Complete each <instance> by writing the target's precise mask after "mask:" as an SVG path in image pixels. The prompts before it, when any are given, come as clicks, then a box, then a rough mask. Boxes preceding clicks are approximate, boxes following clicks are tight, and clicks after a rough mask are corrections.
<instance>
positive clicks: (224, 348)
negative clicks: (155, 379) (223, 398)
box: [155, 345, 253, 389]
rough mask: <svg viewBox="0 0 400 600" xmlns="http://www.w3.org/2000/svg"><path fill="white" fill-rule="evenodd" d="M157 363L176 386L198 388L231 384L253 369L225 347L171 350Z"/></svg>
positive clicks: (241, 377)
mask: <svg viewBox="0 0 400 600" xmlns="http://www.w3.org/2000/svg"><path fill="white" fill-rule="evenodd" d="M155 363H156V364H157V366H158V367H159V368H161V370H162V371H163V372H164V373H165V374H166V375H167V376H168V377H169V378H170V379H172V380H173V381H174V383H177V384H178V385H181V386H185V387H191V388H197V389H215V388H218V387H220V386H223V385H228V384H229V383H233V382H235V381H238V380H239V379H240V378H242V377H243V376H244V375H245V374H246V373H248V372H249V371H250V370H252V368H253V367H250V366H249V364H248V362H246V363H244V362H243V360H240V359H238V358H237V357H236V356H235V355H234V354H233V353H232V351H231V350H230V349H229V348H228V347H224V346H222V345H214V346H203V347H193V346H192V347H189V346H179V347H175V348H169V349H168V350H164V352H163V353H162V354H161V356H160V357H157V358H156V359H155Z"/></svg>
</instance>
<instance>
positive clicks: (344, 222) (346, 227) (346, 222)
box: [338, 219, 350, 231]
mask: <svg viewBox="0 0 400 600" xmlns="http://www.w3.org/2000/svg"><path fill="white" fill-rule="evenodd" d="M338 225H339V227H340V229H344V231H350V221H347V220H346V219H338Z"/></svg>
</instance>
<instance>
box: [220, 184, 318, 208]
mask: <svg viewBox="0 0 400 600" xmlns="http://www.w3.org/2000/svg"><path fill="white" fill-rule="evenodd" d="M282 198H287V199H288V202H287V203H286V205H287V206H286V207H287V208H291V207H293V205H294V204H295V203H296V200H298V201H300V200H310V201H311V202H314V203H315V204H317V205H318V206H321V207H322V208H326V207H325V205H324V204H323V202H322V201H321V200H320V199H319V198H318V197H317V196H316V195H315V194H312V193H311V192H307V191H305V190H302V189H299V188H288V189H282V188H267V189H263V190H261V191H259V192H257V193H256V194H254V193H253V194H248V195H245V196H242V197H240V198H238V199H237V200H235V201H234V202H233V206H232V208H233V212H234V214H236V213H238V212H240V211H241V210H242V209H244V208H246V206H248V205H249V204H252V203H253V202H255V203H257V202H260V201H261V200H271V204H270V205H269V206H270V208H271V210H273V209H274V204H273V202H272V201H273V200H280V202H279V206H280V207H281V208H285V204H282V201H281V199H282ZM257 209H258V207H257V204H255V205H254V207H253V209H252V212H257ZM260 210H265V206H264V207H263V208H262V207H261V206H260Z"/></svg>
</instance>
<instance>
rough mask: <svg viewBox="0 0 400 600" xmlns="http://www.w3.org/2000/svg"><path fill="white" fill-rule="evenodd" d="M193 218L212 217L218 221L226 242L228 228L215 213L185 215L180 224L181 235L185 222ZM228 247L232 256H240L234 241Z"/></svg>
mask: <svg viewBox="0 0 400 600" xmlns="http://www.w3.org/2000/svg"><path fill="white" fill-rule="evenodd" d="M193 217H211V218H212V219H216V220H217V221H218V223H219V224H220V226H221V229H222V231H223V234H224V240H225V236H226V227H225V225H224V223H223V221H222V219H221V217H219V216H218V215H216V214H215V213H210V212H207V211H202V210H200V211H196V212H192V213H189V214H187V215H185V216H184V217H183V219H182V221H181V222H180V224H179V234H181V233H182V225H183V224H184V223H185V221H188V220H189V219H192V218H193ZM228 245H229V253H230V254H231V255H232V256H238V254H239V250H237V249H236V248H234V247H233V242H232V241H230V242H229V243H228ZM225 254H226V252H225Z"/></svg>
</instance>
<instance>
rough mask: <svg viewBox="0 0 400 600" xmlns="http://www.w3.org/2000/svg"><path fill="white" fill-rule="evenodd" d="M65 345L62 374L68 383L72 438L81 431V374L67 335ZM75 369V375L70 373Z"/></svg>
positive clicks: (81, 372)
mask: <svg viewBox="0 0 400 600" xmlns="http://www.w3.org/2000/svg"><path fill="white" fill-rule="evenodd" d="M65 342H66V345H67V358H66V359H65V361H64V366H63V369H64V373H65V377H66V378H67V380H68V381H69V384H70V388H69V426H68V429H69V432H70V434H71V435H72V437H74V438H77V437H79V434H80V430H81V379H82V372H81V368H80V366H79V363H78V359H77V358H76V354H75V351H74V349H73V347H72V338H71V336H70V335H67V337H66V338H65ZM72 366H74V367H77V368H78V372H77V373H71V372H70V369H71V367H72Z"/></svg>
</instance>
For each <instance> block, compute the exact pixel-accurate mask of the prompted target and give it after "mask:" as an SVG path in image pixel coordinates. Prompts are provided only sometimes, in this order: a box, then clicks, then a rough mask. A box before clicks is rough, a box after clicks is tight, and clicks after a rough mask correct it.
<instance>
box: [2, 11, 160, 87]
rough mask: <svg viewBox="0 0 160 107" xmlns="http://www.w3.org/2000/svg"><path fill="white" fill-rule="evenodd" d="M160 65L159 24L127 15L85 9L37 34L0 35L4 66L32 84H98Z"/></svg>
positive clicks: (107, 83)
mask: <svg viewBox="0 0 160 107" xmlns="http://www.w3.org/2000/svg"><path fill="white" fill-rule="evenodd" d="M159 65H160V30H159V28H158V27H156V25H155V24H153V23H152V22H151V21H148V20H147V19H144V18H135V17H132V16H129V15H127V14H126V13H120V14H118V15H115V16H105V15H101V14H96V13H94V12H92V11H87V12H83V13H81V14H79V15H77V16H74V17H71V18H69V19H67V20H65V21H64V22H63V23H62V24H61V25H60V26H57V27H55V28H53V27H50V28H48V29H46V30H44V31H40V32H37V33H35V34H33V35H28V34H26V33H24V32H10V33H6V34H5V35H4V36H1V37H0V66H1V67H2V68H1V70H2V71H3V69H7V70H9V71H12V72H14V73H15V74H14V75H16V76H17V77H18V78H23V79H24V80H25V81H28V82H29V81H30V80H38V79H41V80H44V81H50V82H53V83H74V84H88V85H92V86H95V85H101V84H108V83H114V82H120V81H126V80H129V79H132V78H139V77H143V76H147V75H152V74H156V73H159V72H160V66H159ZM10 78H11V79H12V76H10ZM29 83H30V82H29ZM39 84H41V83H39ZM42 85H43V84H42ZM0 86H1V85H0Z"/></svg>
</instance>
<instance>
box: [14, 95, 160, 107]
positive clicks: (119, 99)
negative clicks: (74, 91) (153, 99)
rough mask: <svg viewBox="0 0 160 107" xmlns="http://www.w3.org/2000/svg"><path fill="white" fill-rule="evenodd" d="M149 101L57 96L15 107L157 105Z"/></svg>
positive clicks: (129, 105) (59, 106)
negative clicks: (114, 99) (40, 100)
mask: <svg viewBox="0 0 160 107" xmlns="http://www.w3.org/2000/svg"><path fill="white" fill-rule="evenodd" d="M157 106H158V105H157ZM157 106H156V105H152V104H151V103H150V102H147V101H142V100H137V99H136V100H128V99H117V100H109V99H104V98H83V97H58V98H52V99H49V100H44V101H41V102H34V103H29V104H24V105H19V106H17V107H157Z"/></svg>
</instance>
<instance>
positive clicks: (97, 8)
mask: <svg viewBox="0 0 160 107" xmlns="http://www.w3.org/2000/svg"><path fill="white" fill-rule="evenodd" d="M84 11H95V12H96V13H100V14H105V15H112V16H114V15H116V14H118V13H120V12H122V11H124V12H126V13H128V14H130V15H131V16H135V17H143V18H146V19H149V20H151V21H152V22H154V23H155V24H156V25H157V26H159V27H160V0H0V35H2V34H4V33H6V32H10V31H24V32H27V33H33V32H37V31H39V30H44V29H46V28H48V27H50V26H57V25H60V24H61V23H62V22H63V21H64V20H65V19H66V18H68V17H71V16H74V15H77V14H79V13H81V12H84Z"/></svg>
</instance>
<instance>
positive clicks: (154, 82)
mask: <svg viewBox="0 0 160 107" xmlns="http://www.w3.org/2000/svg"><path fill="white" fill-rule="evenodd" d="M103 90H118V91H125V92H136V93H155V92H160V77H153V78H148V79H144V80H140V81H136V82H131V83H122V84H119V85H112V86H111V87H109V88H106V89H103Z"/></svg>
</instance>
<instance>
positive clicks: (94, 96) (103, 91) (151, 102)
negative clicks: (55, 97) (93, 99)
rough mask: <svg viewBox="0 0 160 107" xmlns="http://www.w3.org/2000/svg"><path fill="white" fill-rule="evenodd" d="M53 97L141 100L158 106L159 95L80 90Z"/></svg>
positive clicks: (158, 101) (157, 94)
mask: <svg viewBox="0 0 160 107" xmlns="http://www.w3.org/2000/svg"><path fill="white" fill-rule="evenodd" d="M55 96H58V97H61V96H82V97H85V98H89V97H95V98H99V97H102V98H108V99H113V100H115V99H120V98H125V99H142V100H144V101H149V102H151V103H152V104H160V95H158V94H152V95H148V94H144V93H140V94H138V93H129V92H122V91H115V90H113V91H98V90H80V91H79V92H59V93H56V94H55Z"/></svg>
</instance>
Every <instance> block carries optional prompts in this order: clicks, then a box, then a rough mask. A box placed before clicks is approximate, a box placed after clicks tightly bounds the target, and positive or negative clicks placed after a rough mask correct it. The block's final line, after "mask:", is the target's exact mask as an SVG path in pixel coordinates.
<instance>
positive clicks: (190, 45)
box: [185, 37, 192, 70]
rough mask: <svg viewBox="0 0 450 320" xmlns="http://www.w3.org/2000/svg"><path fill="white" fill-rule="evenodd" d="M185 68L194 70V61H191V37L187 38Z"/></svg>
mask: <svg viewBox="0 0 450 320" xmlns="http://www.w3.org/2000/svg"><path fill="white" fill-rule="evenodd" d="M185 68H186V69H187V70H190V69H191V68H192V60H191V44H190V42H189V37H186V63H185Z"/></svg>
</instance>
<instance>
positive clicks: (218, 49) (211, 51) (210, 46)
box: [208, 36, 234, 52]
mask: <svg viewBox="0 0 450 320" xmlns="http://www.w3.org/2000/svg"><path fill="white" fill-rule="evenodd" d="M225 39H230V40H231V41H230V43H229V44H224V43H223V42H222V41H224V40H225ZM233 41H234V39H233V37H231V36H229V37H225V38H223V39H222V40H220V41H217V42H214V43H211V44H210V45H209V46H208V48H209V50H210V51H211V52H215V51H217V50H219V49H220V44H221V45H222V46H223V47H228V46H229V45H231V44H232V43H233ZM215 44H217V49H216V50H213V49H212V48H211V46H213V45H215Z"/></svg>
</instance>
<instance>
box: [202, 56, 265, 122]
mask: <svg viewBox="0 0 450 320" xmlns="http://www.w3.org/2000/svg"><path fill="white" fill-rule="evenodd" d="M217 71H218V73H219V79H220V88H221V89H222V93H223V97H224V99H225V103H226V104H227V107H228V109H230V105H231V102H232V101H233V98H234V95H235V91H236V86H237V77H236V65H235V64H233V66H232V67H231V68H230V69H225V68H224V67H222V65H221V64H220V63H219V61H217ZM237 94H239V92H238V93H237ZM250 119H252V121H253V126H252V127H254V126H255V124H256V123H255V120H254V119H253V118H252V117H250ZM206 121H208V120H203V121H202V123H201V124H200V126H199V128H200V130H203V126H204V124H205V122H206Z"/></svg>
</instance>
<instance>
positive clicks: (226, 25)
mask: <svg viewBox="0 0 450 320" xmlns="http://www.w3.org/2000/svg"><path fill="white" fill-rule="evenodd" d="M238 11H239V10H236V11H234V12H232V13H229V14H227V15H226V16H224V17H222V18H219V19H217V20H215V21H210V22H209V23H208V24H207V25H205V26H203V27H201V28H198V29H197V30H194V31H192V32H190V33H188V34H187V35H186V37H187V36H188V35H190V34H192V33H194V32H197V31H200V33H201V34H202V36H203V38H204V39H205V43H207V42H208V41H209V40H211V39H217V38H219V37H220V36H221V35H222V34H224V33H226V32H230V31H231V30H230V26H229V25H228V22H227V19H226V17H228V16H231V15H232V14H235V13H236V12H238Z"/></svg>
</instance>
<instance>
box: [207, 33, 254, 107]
-------
### PROBLEM DETAILS:
Copy the entries from the line containing "363L176 386L198 388L231" through the line containing "positive clicks: (241, 377)", substituting "coarse mask" for "rough mask" and leaving everything else unchanged.

### EXPECTED ANSWER:
coarse mask: <svg viewBox="0 0 400 600" xmlns="http://www.w3.org/2000/svg"><path fill="white" fill-rule="evenodd" d="M157 363L176 386L198 388L231 384L253 369L225 347L171 350Z"/></svg>
positive clicks: (241, 377)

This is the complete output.